• _SOURCE EXTRACT_
:::

June 04, 2010 1:05 PM


A coworker being treated for Lyme disease took a photo of his rash, at right. He was bitten about two weeks ago.

I have also posted a CDC photo of the typical bull’s eye rash that usually is a sign of a bite by a deer tick infected with Lyme disease. I have also asked public health experts to comment.

I’ve also posted a photo of the blacklegged deer tick, which carries Lyme disease.











CDC photos by James Gathany.



















Followup:

David N. Gaines, Ph.D., State Public Health Entomologist at the Virginia Department of Health, had this to say about my coworker’s rash:

“It might be a bull’s eye rash.  How big was it [inches across] and did it grow bigger?  All bull’s eye rashes typically expand to larger diameters [up to 12 inches in diameter] over the course of a week, and because there are other types of bug bites that will cause a rash right around the site of the bite, VDH does not count cases where the rash is less than 2 inches in diameter.”

:::

• _PROBLEMS TO SOLVE_
a: Output the part of the Lyme disease post that begins at the words "June 04, 2010" and stops after "experts to comment.".
b: Go on with the Lyme disease post from the point where it stops.
The records that come next are separate material, not part of the Lyme disease post.

:::

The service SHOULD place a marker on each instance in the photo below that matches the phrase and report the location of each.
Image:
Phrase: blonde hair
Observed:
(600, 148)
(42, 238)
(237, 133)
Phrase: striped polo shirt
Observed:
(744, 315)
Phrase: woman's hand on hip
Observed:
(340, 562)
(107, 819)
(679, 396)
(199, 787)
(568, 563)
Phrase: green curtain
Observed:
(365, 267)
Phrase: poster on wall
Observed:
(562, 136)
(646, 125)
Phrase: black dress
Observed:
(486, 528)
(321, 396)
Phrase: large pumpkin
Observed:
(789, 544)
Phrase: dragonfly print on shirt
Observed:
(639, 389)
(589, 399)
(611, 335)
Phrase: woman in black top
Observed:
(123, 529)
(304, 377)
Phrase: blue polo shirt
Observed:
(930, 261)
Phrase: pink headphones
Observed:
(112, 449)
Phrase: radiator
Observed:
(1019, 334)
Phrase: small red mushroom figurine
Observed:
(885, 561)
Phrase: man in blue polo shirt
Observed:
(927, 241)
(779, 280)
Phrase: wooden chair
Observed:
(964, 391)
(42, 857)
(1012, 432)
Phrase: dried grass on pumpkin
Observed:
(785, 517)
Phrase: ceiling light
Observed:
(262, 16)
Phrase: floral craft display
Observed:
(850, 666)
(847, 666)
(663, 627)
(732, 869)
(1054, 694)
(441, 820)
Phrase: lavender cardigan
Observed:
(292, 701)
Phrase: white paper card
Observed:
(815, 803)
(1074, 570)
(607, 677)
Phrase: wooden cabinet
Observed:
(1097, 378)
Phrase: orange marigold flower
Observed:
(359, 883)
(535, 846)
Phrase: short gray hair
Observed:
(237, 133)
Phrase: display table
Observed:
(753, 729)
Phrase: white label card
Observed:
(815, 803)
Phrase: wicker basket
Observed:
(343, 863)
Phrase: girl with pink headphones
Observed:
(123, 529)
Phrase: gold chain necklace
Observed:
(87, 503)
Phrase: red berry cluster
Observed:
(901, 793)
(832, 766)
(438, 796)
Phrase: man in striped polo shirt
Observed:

:::

• _NUMBERED ANSWERS_
a:
June 04, 2010 1:05 PM


A coworker being treated for Lyme disease took a photo of his rash, at right. He was bitten about two weeks ago.

I have also posted a CDC photo of the typical bull’s eye rash that usually is a sign of a bite by a deer tick infected with Lyme disease. I have also asked public health experts to comment.

b:
“Bull’s eye rashes also do not itch or hurt (at most they will feel just a little bit warm), so a person who gets one may not notice it unless they happen to see it.  This is particularly true for bull’s eye rashes that occur on a person’s back side, under hair on the scalp, or in places that are normally covered by clothing and hard to observe without a mirror (e.g. the buttocks).  Thus, if this rash was smaller than 2 inches in diameter, and itched or had other evident sensations associated with it, it probably was not a bull’s eye rash.”